LESETEXT:
Mediatoren helfen streitenden Kollegen, selbst eine Lösung für ihren Konflikt zu finden

Schon wieder herrscht im Großraumbüro dicke Luft: Die eine Kollegin reißt ständig das Fenster auf, die andere friert und protestiert. Ihr Versuch, die andere beim Chef wegen einer kleinen Verfehlung anzuschwärzen, hat die Situation weiter eskaliert. Schon seit Wochen reden die beiden nur noch das Allernötigste. Jede wünscht sich nichts sehnlicher, als dass die andere auf Dauer verschwindet.

"Mediation ist die Kunst, aus Gegensätzen Handlungsspielräume zu machen", sagt Claudia Hartwich. Zusammen mit einem Juristen leitet die Psychologin ein Seminar für Betriebs- und Personalräte, das die Bildungsvereinigung "Arbeit und Leben" in Nordrhein-Westfalen organisiert hat. Die Teilnehmer lernen, nicht selbst Lösungen für die Beteiligten vorzuschlagen, sondern ihnen Hilfe zur Selbsthilfe zu geben. "Dafür müssen sie häufig eingeschliffene Verhaltensweisen ändern", so Hartwich. Denn instinktiv stellen sich viele Betriebsräte zum Beispiel bei Mobbingvorwürfen auf die Seite des - vermeintlichen - Opfers und sehen sich in der Position des Retters. Oft fangen sie dann an zu beraten und bevorzugen Lösungen, die sie selbst gut finden. Doch wesentlich sinnvoller ist es, wenn sie eine neutrale Position einnehmen und den Streithähnen und -hennen erst einmal die Möglichkeit geben, in Ruhe zu sprechen und ihre gegenseitigen Bedürfnisse und Befürchtungen wahrzunehmen.

Nicht selten steckt hinter den Konflikten das Gefühl, dass der andere einen nicht wertschätzt oder den eigenen Arbeitsplatz bedroht. Bei der Suche nach Lösungen finden die betroffenen Kollegen dann häufig Wege, auf die die Betriebsräte nie von sich aus gekommen wären. Sind die Beteiligten bereit, sich auf ein Mediationsverfahren einzulassen, sind die Chancen gut, eine Lösung zu finden, so Hartwichs Erfahrung.

Auszüge aus dem Datensatz zur Punktbeschriftung:
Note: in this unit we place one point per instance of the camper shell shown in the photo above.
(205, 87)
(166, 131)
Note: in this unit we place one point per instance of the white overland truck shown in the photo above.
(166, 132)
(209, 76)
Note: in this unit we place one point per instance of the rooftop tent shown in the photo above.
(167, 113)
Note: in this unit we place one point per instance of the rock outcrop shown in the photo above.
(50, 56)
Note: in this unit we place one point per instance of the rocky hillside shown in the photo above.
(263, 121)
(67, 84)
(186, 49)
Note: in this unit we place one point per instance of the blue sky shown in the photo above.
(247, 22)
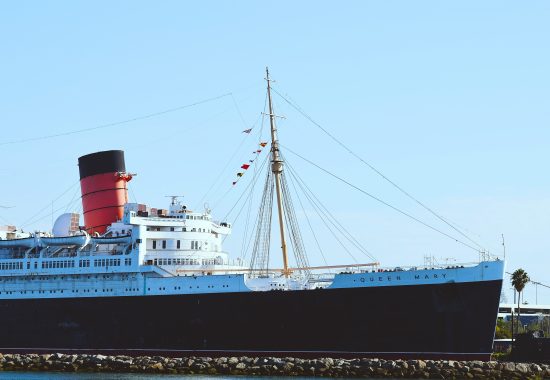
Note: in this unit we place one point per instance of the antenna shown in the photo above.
(174, 198)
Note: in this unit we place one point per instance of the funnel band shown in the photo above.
(108, 161)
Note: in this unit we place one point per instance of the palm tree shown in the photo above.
(519, 280)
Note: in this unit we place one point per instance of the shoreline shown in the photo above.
(272, 366)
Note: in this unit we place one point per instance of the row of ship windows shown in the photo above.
(39, 278)
(187, 262)
(67, 264)
(96, 290)
(194, 244)
(183, 229)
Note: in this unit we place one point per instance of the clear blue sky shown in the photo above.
(449, 99)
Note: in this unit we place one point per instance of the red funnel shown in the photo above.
(103, 181)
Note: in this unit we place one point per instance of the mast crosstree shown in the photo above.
(277, 170)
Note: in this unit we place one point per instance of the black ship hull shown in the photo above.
(453, 320)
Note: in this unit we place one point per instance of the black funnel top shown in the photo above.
(101, 162)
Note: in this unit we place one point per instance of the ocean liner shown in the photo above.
(135, 279)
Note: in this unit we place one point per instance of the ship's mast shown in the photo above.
(277, 170)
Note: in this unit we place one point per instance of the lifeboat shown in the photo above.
(112, 240)
(29, 242)
(80, 240)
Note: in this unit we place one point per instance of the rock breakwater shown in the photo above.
(267, 366)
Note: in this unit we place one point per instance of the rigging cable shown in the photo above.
(297, 108)
(32, 219)
(308, 221)
(324, 219)
(45, 137)
(383, 202)
(316, 203)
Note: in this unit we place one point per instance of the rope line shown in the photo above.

ARBEITSAUFTRAG:
Greifen Sie den Text über Mediation bei Konflikten am Arbeitsplatz auf und führen Sie ihn im Anschluss an seinen letzten Satz fort.

SCHRIFTLICHE ANTWORT:
Für das Verfahren gelten mehrere Grundsätze: So lange der Prozess läuft, werden keine anderen Instanzen wie Vorgesetzte oder Arbeitsgerichte eingeschaltet. Alte Vorwürfe bleiben außen vor - es geht um eine Lösung für die Zukunft. Und schließlich versprechen sich die Beteiligten, nichts auszuplaudern, was hinter verschlossenen Türen abgelaufen ist. Brauchen sie später die Unterstützung eines Vorgesetzten für die Umsetzung der von ihnen gefundenen Lösung - also zum Beispiel getrennte Arbeitsräume oder eine Veränderung des Schichtplans -, verabreden sie, wie sie vorgehen wollen.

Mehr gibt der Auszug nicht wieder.